PROMPT 1: Reproduce the discussion about whole grains and teeth word for word, from "As I understand, the" up to and including "without window screens.".
PROMPT 2: In the discussion about whole grains and teeth, when did toothbrushes become widespread?

PASSAGE TO READ:
--- START ---

Do whole grains damage your teeth

I was watching a documentary about farming today and they mentioned how milling wheat was why the early farmers teeth didn’t wear down to nothing. So do modern whole grain breads do any damage to teeth?

Modern whole grains are still ground as fine as possible. They merely retain the bran and germ that is removed to make white flour. The truly tough, tooth-wearing material has been broken down.

Early agricultural societies had better teeth than the late middle age and early industrial societies. That problem lasted up through the 1930’s when toothbrushes became widespread. The grain and associated grit did grind the teeth down but it also polished small holes that might have become dental caries. The life-span tended to be short by modern standards so this wasn’t much of a problem. It is a modern diet that requires us to brush daily because we don’t have abrasion from our diet. Our teeth are better than ever before but the people that lived between the time that modern type diets became mainstream and modern dental practices like daily brushing had it much worse dentally than more primitive societies.

I’m pretty confused about the OP. When eating whole grains, the basic method of cooking is to boil them with water, making them soft and edible. This has been done for thousands of years. Wheat, rice, lentils, mung beans, what-have-you; most cultures soften them with water; I can’t fathom why it would be an issue for people grinding their teeth to a nub on uncooked raw grains. That’s not the way grains are traditionally eaten. Precisely because they are hard to eat in a raw state.

And, as said, whole grain bread is from ground flour, so extremely digestible. No damage at all to teeth. That would be the point of grinding it to a rather fine powder.

In societies where women (usually) grind grain between two stone surfaces, you end up with a bit of stone grit ‘contamination’ in the result. You’ve got to think that biting down on even a small amount of stone dust will do damage to your teeth as the years go by.

I know some modern flours as labelled ‘stone ground’, but I bet we have more exacting standards for getting stone dust out of the flour before selling it.

I have a friend who’s a dentist and he’s had many patients who have broken their teeth on whole grains.

When I took a class in physical anthropology, I examined some skulls of people who had subsisted largely on stone-ground flour. Most of them had moderate to severe wear on their teeth.

As I understand, the teeth of ancient Egyptians show the worst of this “grit-wear” because of sand which is not only created when flour is stone-ground, but from tiny particles which blows into food when it’s prepared out in the open or in homes without window screens.

You see a lot of wear on the teeth of ancient Native American women, not only from stone-ground grains but from the pratice of chewing hides to help soften them.

--- END ---

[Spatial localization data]
--- START ---

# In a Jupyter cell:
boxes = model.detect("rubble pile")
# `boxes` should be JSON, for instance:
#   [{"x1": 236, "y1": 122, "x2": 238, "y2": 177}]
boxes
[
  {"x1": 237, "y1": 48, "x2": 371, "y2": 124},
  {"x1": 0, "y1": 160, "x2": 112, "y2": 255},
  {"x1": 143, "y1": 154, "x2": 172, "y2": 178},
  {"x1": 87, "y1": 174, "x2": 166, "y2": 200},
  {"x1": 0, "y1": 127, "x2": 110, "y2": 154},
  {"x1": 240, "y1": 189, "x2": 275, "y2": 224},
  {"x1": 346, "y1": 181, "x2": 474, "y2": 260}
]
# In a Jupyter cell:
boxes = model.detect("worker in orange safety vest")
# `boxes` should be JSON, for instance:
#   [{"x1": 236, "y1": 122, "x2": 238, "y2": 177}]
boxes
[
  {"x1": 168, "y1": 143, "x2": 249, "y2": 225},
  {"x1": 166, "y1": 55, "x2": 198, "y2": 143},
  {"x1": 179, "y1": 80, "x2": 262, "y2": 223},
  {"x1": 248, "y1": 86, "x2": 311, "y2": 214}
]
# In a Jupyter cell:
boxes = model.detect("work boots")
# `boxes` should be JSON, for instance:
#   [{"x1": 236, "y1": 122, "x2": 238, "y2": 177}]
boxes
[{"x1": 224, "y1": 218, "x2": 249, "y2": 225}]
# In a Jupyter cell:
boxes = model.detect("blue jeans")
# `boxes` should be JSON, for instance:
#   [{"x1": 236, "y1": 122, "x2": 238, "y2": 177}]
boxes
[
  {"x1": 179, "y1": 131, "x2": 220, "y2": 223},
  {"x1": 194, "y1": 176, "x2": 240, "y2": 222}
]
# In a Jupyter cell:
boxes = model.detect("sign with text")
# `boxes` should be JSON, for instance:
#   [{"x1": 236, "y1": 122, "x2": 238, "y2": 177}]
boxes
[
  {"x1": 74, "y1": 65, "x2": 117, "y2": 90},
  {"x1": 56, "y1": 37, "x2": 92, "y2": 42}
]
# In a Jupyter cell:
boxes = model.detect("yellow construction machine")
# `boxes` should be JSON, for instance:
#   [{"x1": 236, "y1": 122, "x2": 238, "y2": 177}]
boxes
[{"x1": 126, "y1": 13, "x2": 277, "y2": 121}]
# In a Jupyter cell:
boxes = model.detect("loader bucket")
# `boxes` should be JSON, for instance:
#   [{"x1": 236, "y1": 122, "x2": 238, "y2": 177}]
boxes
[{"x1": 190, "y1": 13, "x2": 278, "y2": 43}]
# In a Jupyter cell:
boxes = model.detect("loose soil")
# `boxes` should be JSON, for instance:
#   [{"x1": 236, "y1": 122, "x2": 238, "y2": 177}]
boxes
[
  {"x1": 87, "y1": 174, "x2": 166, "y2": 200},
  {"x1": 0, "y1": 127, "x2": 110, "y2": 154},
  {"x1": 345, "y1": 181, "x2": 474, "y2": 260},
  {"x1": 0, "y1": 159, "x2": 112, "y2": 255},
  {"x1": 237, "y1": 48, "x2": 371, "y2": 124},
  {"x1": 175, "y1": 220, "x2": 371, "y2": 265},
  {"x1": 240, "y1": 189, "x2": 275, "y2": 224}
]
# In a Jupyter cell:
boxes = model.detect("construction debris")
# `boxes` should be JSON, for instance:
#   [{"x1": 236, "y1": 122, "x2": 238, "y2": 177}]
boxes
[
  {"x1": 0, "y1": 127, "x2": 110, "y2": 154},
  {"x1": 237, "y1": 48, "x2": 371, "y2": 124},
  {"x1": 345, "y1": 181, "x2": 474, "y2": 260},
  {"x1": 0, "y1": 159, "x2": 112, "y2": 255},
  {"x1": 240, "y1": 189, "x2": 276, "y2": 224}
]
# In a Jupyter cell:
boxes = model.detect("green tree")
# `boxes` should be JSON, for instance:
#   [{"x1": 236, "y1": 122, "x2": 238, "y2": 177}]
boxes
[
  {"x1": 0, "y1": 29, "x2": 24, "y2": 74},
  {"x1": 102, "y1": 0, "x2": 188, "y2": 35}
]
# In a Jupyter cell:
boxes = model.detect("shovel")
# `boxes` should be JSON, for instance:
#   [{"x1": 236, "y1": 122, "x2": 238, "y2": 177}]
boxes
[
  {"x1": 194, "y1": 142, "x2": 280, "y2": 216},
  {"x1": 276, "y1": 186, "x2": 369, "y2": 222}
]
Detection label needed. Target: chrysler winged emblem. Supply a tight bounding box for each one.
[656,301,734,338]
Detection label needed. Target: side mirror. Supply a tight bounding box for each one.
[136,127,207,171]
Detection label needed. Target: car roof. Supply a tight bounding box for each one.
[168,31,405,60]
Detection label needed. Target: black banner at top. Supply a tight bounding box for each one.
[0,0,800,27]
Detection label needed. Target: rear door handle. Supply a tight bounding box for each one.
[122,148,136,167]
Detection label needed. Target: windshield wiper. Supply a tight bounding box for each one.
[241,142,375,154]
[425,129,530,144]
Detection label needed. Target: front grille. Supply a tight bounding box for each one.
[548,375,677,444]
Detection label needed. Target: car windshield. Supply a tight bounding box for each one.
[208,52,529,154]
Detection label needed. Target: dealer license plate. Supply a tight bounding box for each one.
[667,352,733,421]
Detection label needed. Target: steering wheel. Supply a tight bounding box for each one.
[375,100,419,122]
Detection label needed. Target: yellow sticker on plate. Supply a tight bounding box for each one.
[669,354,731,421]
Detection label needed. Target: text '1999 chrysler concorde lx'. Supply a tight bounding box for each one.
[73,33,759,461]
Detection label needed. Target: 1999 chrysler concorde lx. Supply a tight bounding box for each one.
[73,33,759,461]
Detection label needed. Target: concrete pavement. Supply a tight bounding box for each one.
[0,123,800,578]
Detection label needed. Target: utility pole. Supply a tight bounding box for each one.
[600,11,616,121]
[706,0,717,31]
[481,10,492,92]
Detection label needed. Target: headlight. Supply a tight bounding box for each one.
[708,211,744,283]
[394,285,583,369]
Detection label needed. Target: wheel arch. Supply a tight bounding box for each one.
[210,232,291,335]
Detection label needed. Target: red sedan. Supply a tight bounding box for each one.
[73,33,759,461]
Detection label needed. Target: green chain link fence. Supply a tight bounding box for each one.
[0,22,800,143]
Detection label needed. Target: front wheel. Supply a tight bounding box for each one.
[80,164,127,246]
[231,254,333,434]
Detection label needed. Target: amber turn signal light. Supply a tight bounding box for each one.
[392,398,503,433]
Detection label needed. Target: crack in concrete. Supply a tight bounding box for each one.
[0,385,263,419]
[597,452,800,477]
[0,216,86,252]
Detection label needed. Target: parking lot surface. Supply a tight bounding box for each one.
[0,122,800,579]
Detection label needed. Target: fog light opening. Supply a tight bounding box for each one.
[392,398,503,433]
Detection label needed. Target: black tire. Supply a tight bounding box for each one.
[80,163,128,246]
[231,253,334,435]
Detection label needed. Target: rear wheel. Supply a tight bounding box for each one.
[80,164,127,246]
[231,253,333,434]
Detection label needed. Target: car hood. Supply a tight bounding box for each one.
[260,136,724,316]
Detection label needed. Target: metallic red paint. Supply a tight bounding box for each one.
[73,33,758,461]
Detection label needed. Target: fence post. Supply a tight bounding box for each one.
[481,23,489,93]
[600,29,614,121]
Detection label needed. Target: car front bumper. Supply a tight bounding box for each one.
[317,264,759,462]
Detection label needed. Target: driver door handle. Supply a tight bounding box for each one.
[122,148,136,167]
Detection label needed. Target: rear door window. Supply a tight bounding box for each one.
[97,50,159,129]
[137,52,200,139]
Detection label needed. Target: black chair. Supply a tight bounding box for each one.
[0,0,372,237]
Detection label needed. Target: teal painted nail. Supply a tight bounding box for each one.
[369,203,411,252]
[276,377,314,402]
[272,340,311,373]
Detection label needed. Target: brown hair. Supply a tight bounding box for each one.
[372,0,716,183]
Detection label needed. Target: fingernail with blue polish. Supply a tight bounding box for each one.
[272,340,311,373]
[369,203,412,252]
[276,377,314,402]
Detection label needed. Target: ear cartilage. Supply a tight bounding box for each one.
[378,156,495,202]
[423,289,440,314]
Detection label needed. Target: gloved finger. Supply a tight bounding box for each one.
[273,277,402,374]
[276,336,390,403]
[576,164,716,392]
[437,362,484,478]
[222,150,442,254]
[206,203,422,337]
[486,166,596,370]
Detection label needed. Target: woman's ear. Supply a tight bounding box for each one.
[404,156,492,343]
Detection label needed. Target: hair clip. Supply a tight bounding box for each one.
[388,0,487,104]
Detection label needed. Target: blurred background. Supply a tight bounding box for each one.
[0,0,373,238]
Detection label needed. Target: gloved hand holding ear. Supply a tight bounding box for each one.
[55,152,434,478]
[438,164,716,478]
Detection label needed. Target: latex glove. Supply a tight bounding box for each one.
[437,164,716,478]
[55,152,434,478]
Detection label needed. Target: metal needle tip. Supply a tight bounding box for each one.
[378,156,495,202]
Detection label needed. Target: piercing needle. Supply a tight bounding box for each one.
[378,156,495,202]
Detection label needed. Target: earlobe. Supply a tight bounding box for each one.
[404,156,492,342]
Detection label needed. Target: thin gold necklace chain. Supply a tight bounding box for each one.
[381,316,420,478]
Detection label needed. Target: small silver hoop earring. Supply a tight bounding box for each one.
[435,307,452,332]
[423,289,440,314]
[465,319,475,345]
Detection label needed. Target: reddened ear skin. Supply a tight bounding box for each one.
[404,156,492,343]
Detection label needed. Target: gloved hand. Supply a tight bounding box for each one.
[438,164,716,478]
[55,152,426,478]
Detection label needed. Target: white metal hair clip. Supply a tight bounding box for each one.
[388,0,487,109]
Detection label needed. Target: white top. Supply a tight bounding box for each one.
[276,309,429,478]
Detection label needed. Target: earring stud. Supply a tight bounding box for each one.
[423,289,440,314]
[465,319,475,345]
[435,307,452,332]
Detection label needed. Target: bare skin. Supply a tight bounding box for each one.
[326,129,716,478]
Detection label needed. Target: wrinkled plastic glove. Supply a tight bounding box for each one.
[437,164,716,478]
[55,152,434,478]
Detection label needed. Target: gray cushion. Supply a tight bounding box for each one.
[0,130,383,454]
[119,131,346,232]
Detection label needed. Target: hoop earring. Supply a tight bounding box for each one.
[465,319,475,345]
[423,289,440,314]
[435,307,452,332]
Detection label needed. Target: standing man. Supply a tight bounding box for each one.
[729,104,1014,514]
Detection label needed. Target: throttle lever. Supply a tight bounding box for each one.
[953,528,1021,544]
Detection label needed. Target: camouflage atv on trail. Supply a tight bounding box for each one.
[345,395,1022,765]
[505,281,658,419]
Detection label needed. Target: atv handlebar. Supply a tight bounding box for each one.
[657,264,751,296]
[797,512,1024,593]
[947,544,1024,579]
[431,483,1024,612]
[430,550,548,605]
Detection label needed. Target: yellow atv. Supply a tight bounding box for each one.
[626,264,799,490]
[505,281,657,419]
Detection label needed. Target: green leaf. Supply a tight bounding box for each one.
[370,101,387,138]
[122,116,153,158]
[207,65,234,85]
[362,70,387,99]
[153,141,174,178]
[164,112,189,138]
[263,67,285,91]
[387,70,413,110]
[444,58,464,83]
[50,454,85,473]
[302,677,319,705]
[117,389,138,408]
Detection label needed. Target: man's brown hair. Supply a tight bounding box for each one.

--- END ---

EXERCISE ANSWER 1:
As I understand, the teeth of ancient Egyptians show the worst of this “grit-wear” because of sand which is not only created when flour is stone-ground, but from tiny particles which blows into food when it’s prepared out in the open or in homes without window screens.

EXERCISE ANSWER 2: In the 1930s.